Work to complete:
A. According to the excerpt on graduate CVs, how long do employers spend on average scanning a CV?
B. Turn the rows from the line with "Keypoint placement rule: for each instance of the rocky" up to and including the line with "(1113, 561)" into a JSON list of strings, one string per line, skipping blank lines. Include only those rows.

Excerpt to read:
===============

But it’s thought that employers, often with 50 or more graduate CV’s to read at one time, spend an average of 6 seconds scanning the CV you poured hours of time and effort into.
To be in with a chance of getting an interview, your graduate CV needs to be well-structured, reflective of your skills and experiences, tailored to the specific vacancy you’re applying to, and still be unique in some way.
It can certainly be difficult to make sure that you stand out from the thousands of other candidates on the hunt for graduate jobs – but not impossible.
Here are our tips for writing a great CV and landing the graduate job you want – whatever your level of experience, and whichever type of role you are applying for.
It might seem obvious, but at the top of your CV you’ll need to clearly state your personal details – your name, address, email and phone number (we’d advise not including a photo of yourself). If an employer has decided to contact you, not being able to see your details right away might make them think twice – so to ensure that you get the invite to interview, your details should be written in a clear, legible font, right at the top of your graduate CV.
Top tip: That embarrassing email address you chose back in 2009? It doesn’t belong on your CV, and should be kept only for private use. It will only take 5 minutes of your time to set up a professional email address using a free provider – ideally, this will be your full name, with no nicknames, symbols or numbers.
Directly underneath your personal details, your graduate CV should include a short personal profile which outlines your key skills, interests and career ambitions. Think of this section like a very short personal statement – 3 or 4 sentences that you can really personalise, to capture the attention of an employer and help them to understand in the first few seconds of reading your CV what makes you, you.
Your personal profile should be honest, but should show your worth to an employer – so feeling like you’re being a bit conceited isn’t unusual. Pick out the best things about you, whether this be personality traits, skills, achievements, or the career path you’re interested in following – and shout about them! An employer will be interested to know what YOU think the best things about you are, so let them know from the off what they can expect from the rest of your CV.
Top tip: It’s acceptable to write your personal statement in either the 1st or the 3rd person – ‘A recent graduate seeking…’ or ‘I am a recent graduate seeking…’. Both have their own benefits (one is more objective, the other more personal), and it doesn’t really matter which one you choose, as long as you remain consistent throughout.

===============

Input records:

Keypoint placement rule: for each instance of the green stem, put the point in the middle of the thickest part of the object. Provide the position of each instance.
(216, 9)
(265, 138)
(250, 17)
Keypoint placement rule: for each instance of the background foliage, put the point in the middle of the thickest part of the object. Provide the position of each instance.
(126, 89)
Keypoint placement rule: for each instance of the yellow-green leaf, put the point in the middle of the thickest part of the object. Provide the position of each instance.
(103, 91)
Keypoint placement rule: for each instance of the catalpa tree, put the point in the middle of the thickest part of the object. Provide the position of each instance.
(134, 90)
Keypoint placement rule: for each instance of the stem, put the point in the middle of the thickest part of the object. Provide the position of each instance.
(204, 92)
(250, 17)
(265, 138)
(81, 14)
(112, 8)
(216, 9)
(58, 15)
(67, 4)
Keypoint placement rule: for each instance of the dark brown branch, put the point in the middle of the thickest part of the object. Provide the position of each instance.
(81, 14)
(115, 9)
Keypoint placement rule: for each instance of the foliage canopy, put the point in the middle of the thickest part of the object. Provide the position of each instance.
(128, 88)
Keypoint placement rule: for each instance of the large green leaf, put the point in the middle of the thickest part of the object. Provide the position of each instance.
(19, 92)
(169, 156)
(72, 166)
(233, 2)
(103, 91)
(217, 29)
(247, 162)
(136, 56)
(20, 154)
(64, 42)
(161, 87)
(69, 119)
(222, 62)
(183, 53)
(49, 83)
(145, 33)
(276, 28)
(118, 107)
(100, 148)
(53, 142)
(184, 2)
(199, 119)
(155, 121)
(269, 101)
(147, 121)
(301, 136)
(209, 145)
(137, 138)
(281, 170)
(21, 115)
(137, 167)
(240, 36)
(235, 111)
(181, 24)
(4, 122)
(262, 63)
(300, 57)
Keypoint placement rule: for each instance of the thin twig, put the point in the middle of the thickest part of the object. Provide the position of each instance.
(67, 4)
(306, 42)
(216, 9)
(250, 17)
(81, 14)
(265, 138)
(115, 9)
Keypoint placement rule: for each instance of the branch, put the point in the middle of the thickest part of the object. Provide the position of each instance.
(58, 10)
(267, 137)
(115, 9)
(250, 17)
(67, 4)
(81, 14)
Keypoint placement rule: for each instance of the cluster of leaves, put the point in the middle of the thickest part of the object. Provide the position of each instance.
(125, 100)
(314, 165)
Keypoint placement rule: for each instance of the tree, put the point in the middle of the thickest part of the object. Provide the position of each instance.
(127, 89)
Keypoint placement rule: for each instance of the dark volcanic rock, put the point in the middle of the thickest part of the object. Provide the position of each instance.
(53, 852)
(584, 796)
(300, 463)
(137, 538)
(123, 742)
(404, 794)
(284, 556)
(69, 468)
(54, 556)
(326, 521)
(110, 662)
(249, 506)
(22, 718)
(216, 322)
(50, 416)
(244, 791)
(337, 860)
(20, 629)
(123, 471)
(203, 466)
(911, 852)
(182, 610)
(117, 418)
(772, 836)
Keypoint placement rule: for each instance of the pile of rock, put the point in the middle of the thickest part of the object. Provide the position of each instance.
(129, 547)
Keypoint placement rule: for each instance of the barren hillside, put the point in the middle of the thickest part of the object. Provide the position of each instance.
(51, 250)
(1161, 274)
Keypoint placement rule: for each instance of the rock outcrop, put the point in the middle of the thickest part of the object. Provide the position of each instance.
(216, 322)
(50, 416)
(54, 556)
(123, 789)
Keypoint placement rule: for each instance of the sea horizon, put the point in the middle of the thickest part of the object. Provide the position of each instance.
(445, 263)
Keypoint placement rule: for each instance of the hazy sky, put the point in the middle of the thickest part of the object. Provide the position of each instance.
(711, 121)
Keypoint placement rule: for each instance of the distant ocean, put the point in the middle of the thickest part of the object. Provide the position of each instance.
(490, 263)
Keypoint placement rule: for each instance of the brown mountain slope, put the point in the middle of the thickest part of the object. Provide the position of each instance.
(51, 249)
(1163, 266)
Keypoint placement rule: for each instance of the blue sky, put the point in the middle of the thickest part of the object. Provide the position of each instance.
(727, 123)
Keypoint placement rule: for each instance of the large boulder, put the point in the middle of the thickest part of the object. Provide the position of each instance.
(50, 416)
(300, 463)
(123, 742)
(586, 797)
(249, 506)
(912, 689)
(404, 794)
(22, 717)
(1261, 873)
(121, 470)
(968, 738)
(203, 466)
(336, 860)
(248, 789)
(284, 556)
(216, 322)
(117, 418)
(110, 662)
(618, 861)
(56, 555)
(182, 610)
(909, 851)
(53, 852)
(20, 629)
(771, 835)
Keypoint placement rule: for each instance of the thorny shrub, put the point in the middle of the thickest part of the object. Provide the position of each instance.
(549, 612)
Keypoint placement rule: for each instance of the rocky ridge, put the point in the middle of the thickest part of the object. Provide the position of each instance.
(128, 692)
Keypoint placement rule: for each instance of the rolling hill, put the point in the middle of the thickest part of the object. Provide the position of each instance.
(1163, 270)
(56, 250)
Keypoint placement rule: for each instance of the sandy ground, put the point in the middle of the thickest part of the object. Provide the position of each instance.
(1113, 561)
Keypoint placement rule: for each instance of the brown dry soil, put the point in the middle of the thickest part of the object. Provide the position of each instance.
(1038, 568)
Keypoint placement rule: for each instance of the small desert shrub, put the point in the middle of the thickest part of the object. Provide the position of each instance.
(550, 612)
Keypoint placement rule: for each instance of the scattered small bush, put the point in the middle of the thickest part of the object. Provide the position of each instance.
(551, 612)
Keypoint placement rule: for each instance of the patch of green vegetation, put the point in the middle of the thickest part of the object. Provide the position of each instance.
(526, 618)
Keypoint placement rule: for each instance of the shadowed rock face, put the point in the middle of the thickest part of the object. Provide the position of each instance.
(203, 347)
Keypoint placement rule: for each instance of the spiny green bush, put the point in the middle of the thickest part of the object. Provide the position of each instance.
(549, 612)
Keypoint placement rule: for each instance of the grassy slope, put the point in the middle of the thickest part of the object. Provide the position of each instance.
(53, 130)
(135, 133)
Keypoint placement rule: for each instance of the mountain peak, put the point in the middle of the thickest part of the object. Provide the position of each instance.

===============

Responses:
A. An average of 6 seconds.

B.
[
  "Keypoint placement rule: for each instance of the rocky ridge, put the point in the middle of the thickest part of the object. Provide the position of each instance.",
  "(128, 692)",
  "Keypoint placement rule: for each instance of the rolling hill, put the point in the middle of the thickest part of the object. Provide the position of each instance.",
  "(1163, 270)",
  "(56, 250)",
  "Keypoint placement rule: for each instance of the sandy ground, put the point in the middle of the thickest part of the object. Provide the position of each instance.",
  "(1113, 561)"
]